Copy out the stretch of entries from the line containing "Would you mind spotting the shop" through the line containing "<point>53,588</point>", reproducing each line without any change.
___
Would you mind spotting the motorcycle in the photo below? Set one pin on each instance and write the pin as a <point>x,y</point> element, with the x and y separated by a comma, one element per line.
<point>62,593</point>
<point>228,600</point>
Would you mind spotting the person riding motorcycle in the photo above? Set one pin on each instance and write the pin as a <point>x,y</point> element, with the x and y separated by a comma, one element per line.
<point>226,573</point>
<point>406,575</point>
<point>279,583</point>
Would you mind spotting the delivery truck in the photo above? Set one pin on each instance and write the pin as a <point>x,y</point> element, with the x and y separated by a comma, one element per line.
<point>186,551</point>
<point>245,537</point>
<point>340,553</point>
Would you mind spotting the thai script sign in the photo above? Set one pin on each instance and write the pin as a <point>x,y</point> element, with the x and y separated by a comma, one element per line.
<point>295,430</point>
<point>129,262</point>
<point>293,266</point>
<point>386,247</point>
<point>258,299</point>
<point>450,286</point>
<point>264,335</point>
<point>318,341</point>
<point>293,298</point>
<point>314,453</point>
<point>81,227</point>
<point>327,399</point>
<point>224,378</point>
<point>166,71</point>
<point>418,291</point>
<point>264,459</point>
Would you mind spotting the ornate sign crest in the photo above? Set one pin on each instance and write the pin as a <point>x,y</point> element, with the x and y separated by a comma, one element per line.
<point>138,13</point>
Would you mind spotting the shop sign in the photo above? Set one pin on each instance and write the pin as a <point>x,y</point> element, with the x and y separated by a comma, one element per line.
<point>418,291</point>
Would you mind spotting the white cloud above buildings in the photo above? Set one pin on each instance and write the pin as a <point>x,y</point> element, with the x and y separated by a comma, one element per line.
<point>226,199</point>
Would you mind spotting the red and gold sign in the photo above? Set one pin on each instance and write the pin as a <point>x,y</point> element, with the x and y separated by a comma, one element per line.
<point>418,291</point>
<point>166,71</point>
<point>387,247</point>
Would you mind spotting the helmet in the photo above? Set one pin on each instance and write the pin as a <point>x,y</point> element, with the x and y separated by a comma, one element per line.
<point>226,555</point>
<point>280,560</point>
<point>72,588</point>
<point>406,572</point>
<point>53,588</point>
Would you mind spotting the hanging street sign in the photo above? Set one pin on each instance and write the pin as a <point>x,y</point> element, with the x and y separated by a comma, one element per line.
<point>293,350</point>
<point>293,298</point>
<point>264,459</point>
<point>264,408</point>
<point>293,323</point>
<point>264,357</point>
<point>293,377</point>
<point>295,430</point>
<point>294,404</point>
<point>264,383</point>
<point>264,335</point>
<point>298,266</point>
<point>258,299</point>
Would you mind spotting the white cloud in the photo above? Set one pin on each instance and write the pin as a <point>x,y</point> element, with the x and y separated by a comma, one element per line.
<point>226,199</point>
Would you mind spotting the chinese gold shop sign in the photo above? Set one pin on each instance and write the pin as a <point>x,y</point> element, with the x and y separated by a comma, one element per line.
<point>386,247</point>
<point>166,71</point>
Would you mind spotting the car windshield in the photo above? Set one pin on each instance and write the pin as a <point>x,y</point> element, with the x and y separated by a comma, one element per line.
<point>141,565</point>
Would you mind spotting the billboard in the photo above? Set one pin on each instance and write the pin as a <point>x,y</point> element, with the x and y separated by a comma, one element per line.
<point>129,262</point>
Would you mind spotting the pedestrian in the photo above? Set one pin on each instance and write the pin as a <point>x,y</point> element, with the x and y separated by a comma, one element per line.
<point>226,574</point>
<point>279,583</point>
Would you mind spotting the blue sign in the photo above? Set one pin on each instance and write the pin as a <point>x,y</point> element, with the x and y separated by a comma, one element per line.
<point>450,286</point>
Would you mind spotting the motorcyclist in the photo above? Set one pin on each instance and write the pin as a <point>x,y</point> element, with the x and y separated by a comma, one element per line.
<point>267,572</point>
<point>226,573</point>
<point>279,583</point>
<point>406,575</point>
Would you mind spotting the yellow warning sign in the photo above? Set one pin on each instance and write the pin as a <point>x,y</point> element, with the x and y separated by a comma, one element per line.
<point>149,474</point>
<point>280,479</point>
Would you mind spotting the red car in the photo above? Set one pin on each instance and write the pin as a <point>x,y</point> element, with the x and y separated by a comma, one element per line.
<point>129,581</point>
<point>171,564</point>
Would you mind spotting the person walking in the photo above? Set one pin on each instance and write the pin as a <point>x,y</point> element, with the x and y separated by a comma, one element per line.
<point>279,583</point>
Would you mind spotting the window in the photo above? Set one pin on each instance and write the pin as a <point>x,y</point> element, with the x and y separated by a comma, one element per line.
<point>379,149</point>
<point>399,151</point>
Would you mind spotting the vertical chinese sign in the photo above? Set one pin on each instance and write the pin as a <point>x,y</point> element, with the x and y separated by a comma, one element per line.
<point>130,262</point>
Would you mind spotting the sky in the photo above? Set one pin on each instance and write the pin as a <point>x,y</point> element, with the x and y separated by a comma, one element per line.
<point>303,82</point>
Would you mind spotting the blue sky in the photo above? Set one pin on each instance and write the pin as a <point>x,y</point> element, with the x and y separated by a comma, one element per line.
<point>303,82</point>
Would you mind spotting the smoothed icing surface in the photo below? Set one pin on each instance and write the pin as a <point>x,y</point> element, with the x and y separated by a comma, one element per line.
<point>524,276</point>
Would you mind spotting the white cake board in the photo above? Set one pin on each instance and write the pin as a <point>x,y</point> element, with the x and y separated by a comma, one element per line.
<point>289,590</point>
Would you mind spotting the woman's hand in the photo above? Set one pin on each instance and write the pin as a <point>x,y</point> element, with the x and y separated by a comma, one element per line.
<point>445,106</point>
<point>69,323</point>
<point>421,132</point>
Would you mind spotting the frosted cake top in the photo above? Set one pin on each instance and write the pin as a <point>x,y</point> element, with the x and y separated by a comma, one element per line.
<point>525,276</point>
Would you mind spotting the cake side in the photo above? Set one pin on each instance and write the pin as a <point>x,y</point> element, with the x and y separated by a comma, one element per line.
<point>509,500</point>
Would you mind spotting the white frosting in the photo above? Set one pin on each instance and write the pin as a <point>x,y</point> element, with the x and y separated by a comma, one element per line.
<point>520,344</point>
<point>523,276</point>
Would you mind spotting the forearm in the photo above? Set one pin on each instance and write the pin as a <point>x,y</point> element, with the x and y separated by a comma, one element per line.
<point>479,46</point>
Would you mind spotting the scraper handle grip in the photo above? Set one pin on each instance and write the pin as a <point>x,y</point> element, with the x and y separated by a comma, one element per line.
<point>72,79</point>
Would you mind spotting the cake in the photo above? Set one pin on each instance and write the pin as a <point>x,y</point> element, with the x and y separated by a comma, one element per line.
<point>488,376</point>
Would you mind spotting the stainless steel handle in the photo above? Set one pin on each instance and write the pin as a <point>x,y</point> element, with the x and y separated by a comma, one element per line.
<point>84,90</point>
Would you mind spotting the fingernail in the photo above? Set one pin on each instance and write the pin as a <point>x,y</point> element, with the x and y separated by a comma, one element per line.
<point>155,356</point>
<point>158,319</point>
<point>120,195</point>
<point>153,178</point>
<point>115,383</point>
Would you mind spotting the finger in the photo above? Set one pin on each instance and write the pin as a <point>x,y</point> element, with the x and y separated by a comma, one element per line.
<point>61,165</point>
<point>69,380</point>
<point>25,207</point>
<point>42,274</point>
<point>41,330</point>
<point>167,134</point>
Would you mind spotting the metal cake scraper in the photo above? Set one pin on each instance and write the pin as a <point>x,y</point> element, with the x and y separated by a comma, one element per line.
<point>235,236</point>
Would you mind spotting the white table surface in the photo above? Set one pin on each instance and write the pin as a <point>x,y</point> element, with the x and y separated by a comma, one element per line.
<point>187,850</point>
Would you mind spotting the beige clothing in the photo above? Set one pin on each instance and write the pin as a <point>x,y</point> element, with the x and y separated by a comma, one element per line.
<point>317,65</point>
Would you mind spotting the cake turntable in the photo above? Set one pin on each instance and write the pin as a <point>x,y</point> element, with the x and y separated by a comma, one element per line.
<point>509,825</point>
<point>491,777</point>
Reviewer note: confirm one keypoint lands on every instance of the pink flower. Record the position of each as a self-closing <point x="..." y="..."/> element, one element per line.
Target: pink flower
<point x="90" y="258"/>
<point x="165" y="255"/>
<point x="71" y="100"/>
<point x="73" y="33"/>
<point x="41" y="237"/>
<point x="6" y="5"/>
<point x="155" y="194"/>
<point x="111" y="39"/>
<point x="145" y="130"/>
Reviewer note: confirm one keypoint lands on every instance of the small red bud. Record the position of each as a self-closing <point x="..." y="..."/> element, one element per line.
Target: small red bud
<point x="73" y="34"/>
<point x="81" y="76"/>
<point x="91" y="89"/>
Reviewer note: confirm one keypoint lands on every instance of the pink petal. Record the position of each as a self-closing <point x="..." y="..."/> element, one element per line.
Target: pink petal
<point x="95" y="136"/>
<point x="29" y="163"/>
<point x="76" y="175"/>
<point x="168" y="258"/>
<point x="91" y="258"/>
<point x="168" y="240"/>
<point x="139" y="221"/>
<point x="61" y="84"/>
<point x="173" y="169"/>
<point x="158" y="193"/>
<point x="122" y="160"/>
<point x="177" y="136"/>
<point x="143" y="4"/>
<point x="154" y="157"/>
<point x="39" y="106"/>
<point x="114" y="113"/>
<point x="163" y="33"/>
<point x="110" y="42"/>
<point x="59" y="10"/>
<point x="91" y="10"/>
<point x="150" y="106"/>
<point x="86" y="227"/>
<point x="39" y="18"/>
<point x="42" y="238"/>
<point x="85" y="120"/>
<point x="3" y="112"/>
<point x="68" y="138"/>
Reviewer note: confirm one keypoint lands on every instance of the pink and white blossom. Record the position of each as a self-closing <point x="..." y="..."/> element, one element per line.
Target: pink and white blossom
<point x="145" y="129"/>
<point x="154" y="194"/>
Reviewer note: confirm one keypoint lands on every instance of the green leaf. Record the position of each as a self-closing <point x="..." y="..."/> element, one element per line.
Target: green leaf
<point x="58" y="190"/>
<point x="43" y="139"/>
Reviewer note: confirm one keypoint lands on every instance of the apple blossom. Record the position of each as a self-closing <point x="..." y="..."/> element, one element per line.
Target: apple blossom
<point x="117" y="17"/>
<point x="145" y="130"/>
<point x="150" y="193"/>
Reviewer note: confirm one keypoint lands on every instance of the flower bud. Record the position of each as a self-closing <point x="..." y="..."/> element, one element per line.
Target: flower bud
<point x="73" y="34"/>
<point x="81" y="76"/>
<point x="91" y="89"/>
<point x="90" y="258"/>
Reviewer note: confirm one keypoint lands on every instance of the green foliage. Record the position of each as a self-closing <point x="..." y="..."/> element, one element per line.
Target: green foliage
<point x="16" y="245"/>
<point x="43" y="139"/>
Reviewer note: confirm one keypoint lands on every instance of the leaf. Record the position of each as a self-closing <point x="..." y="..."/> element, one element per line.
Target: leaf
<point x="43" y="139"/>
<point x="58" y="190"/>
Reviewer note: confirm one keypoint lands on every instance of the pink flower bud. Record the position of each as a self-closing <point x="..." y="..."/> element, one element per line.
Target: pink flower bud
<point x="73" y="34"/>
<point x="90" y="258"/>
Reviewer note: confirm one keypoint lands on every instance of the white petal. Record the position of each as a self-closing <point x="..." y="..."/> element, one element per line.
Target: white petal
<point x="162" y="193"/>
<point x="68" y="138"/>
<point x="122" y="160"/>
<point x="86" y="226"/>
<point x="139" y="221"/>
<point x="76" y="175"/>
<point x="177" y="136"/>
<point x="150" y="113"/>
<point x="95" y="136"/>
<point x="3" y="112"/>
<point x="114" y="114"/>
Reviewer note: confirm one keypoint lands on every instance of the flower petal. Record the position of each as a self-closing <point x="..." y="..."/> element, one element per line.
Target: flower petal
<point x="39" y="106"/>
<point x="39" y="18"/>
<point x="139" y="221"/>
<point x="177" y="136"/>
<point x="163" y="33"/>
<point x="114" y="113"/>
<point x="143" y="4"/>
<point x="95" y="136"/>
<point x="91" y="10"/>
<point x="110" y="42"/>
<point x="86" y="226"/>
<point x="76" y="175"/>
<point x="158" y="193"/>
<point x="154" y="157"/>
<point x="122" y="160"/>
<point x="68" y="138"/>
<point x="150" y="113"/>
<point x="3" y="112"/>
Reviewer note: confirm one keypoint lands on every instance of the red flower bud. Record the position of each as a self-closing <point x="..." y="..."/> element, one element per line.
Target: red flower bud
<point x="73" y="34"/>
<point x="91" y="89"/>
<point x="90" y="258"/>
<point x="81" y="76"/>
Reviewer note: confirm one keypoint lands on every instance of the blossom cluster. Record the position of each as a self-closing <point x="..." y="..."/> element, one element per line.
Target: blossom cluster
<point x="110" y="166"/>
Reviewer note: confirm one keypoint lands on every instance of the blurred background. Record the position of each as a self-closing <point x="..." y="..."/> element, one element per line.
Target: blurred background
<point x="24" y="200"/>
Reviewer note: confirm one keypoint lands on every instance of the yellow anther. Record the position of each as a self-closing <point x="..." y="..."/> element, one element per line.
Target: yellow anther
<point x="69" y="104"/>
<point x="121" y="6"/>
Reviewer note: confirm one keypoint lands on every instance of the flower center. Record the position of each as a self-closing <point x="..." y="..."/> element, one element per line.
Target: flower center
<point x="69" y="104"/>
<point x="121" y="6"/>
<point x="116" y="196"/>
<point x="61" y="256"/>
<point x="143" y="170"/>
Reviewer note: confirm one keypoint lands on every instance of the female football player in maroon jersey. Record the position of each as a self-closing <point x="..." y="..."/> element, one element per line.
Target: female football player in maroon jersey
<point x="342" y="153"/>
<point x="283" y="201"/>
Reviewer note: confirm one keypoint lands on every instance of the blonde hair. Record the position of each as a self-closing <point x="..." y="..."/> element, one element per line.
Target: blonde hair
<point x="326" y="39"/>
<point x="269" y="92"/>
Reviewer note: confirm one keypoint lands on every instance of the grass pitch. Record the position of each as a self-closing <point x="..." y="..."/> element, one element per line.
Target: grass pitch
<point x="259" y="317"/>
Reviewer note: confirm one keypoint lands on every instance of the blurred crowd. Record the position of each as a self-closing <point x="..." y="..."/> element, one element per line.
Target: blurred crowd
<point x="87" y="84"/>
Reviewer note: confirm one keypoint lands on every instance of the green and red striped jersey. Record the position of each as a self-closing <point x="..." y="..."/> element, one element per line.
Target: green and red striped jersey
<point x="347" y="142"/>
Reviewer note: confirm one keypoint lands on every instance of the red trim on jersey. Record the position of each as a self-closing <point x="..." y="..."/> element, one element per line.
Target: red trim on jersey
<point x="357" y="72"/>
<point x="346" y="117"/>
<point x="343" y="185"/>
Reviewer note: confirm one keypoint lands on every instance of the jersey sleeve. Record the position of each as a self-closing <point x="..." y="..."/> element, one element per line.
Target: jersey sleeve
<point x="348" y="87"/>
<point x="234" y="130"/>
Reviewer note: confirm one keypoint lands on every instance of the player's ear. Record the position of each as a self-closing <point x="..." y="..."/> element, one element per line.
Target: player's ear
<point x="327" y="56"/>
___
Final result>
Would you mind spotting the shop sign in the photo above? Set one pin on each instance and write the pin as a <point>x,y</point> element, with the x and y separated by a comma, one element per line.
<point>418,291</point>
Would you mind spotting the white cloud above buildings in the photo above? Set one pin on each instance and write the pin as a <point>x,y</point> element, with the x and y separated by a comma, one element per line.
<point>226,199</point>
Would you mind spotting the red and gold sign in the photo above? Set one pin on each instance and write the pin as a <point>x,y</point> element, with the x and y separated by a comma, one element per line.
<point>418,291</point>
<point>166,71</point>
<point>387,247</point>
Would you mind spotting the helmet in the photo above? Set one pin on each instance and write the pin as a <point>x,y</point> element, with the x and y separated by a comma, one element per line.
<point>226,555</point>
<point>280,560</point>
<point>72,588</point>
<point>406,572</point>
<point>53,588</point>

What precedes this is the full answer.